Parts of the exercise —
- a) Copy the Optimus hooks page from "dataset_name: diseaseThe provider" to "a download() method.", swapping in "attrs" wherever "Pydantic" appears.
- b) Carry on the Optimus hooks and providers page from the point where it stops.

Page excerpt —

Hooks & Providers
Lifecycle hooks and data download providers in Optimus.
Optimus uses Kedro Hooks to inject behavior at key points in the pipeline lifecycle. Three hooks are registered in LIFO (last-in, first-out) order, meaning the last hook registered executes first:
# settings.py
HOOKS = (QualityChecksHooks(), ChecksumHooks(), OriginHooks())Execution order: OriginHooks (first) -> ChecksumHooks -> QualityChecksHooks (last).
OriginHooks
Trigger: before_dataset_loaded for landing.* datasets.
OriginHooks is the automatic data acquisition system. Before any landing dataset is loaded, it reads the metadata.origin field from the catalog YAML and downloads the data if it is not already present on disk.
metadata:
origin:
provider: opentargets
version: "25.06"
dataset_name: diseaseThe provider field selects which download strategy to use. Optimus routes this through a Pydantic discriminated union, so each provider is a self-contained Pydantic model with its own validation and download() method.
Fallback for Private Data
Some data sources (e.g., DrugBank) require credentials. If a landing dataset has no origin metadata and the file does not exist on disk, OriginHooks creates an empty placeholder (an empty CSV with schema headers, or a minimal XML root element). This allows the pipeline to continue with public data only, gracefully excluding private sources.
Providers
Providers encapsulate the download logic for different data source types. Each provider is a Pydantic model that validates its configuration and implements a download() method.

Excerpted records —
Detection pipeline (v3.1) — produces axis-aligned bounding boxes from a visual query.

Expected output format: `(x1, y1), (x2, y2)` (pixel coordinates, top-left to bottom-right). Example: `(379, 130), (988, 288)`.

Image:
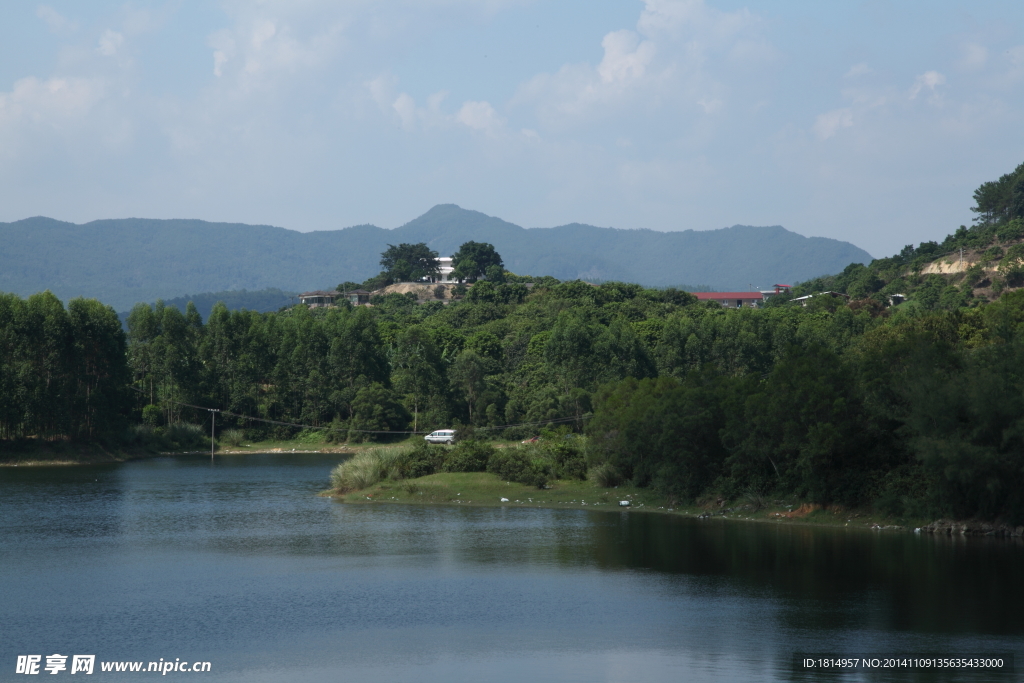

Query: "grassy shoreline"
(0, 439), (983, 531)
(0, 439), (369, 467)
(321, 472), (928, 531)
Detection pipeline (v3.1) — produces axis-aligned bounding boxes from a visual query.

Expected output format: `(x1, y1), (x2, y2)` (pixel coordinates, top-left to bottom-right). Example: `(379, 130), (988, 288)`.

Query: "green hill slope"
(0, 205), (871, 310)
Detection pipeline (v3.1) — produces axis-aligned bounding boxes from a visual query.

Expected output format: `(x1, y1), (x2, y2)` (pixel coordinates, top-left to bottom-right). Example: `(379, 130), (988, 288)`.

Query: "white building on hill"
(437, 256), (459, 284)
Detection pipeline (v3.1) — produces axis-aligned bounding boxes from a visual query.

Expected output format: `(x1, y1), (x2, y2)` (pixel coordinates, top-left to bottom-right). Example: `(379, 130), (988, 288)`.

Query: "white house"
(437, 256), (459, 283)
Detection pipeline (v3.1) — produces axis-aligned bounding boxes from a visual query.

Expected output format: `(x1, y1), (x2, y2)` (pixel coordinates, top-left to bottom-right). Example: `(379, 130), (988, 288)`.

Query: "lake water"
(0, 454), (1024, 683)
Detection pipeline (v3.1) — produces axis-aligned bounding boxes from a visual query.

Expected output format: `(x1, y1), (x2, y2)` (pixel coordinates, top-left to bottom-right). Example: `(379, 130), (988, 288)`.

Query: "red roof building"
(692, 292), (764, 308)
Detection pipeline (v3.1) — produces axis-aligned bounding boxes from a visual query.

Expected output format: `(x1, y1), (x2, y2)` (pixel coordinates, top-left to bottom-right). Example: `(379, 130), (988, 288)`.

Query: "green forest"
(0, 163), (1024, 523)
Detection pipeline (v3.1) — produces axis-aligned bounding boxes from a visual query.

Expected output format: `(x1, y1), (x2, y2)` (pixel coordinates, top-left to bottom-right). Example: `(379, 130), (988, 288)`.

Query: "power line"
(129, 387), (590, 434)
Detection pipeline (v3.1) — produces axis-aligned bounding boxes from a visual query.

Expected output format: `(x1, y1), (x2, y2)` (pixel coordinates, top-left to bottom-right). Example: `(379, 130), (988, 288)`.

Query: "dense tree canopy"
(452, 242), (505, 282)
(6, 162), (1024, 523)
(381, 242), (440, 283)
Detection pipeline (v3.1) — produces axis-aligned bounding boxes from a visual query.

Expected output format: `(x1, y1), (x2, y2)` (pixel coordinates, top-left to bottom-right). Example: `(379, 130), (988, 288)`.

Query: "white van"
(423, 429), (455, 443)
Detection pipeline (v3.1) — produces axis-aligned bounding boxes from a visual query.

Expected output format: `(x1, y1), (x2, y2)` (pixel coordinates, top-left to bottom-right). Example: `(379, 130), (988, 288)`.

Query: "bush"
(220, 429), (246, 446)
(331, 446), (409, 493)
(547, 439), (587, 481)
(590, 463), (623, 488)
(487, 449), (548, 487)
(142, 403), (164, 427)
(398, 441), (447, 479)
(295, 429), (325, 443)
(324, 417), (348, 443)
(164, 422), (210, 451)
(441, 439), (495, 472)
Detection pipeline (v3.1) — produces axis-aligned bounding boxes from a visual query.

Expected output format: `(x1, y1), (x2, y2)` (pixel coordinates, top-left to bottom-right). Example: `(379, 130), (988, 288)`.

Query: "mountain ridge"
(0, 204), (871, 310)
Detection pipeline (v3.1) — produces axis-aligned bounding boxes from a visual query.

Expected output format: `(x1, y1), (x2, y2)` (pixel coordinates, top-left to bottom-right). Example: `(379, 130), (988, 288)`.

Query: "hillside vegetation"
(0, 205), (870, 310)
(118, 288), (299, 323)
(795, 164), (1024, 310)
(0, 161), (1024, 524)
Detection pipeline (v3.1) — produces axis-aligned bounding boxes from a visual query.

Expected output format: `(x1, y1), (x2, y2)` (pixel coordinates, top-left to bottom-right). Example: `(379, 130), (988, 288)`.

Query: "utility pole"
(210, 408), (217, 463)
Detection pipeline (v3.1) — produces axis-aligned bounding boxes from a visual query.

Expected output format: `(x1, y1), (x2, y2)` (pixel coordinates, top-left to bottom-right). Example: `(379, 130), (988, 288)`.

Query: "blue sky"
(0, 0), (1024, 256)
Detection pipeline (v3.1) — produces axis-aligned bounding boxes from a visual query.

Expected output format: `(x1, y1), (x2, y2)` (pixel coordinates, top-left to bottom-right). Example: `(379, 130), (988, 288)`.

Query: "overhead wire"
(129, 387), (590, 434)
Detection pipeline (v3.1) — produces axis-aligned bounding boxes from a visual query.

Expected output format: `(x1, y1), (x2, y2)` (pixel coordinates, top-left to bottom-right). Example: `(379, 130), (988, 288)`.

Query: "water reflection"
(0, 455), (1024, 681)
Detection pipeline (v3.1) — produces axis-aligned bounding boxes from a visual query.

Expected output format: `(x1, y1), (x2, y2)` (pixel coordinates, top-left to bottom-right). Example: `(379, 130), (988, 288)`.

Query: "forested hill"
(0, 205), (871, 310)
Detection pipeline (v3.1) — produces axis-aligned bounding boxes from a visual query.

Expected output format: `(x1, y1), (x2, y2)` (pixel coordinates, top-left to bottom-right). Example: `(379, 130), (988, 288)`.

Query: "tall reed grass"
(331, 445), (413, 493)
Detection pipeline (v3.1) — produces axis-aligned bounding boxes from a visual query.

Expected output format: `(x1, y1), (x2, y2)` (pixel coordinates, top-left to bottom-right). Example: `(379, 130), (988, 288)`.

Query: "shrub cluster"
(331, 439), (587, 492)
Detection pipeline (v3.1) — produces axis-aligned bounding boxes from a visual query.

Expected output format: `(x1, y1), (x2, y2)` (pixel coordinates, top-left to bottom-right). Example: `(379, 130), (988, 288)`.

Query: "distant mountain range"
(0, 204), (871, 310)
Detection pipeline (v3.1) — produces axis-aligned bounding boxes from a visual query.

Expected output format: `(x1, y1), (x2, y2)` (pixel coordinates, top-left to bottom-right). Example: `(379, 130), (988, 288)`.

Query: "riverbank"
(0, 439), (149, 467)
(322, 472), (946, 531)
(0, 438), (379, 467)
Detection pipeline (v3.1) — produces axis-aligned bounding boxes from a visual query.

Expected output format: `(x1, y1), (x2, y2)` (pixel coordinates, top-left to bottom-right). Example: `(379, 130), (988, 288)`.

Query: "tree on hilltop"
(381, 242), (441, 282)
(452, 242), (505, 281)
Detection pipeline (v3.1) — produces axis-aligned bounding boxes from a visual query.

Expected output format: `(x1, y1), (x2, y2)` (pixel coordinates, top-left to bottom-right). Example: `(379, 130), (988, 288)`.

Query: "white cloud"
(512, 0), (775, 128)
(909, 71), (946, 102)
(959, 43), (988, 71)
(844, 61), (871, 78)
(96, 29), (125, 57)
(36, 5), (78, 35)
(814, 109), (853, 140)
(391, 92), (418, 130)
(455, 102), (505, 135)
(597, 29), (654, 84)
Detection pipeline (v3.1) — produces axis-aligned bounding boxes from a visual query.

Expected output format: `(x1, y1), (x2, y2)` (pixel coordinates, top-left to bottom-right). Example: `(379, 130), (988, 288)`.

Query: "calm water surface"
(0, 454), (1024, 683)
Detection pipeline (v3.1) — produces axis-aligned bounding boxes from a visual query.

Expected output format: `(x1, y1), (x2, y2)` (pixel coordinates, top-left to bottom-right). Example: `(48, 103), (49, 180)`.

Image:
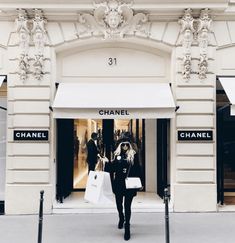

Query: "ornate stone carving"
(33, 54), (44, 80)
(179, 8), (195, 54)
(15, 9), (30, 54)
(182, 54), (192, 81)
(32, 9), (46, 80)
(198, 54), (208, 79)
(79, 0), (148, 39)
(197, 9), (212, 79)
(15, 9), (30, 80)
(179, 9), (195, 80)
(31, 9), (46, 55)
(19, 53), (30, 81)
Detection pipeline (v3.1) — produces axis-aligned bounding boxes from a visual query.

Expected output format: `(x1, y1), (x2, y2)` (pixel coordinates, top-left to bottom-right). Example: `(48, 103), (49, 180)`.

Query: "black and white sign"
(99, 109), (130, 116)
(178, 130), (213, 141)
(14, 130), (48, 141)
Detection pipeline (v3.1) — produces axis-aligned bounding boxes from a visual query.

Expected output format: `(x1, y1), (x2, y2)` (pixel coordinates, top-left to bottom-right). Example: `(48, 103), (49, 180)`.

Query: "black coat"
(87, 139), (99, 165)
(105, 154), (142, 196)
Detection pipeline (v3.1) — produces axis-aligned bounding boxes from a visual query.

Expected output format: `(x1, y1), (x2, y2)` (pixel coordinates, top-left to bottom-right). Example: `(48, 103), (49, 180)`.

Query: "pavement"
(0, 212), (235, 243)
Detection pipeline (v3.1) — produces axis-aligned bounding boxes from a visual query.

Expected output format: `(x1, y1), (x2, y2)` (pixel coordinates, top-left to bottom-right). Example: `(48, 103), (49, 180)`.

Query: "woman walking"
(105, 141), (141, 240)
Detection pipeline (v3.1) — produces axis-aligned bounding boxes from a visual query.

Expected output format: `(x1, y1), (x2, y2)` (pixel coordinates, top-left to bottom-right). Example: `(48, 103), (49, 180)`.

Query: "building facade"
(0, 0), (235, 214)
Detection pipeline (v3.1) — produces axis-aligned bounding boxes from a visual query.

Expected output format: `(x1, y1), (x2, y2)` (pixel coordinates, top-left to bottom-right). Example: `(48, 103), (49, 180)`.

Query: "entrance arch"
(55, 38), (172, 211)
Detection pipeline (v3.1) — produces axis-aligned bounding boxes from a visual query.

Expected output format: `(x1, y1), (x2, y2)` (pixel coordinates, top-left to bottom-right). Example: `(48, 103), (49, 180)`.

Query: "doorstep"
(53, 192), (173, 214)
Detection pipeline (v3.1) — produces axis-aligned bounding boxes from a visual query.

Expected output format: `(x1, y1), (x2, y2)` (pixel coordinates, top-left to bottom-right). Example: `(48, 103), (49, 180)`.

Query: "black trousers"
(115, 194), (134, 225)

Task-by-task results —
- a)
dataset_name: diseaseThe provider field selects which download strategy to use. Optimus routes this through a attrs discriminated union, so each provider is a self-contained attrs model with its own validation and download() method.
Fallback for Private Data
Some data sources (e.g., DrugBank) require credentials. If a landing dataset has no origin metadata and the file does not exist on disk, OriginHooks creates an empty placeholder (an empty CSV with schema headers, or a minimal XML root element). This allows the pipeline to continue with public data only, gracefully excluding private sources.
Providers
Providers encapsulate the download logic for different data source types. Each provider is a attrs model that validates its configuration and implements a download() method.

- b)
HttpProvider
Generic HTTP/HTTPS downloads. Used for most data sources that provide direct file URLs.
origin:
provider: http
url: https://example.com/data.csvOpenTargetsProvider
FTP-based bulk downloads from the EBI Open Targets platform. Uses wget --recursive to download entire dataset directories.
origin:
provider: opentargets
version: "25.06"
dataset_name: diseaseBioOntologyProvider
Downloads specific ontology versions from the BioPortal API. Resolves versioned ontology files by querying the API for the correct download URL.
origin:
provider: bioontology
ontology: GO
version: "2024-06-17"DrugBankProvider
Downloads from DrugBank release archives. Requires authentication credentials (configured locally).
origin:
provider: drugbank
version: "5.1.12"ChecksumHooks
Trigger: before_dataset_loaded for landing.*, bronze.*, and silver.* datasets.
ChecksumHooks ensures data integrity across the pipeline. Before loading any dataset in the first three layers, it:
- Reads the
metadata.checksumfield from the catalog YAML - Computes the BLAKE2b hash of the actual file or directory on disk
- Logs a warning if the computed checksum does not match the recorded one
metadata:
checksum: b7a669ddabfa209e939cc0a603095f3eChecksums serve two purposes:
- Reproducibility: Detect when upstream data sources change between pipeline runs.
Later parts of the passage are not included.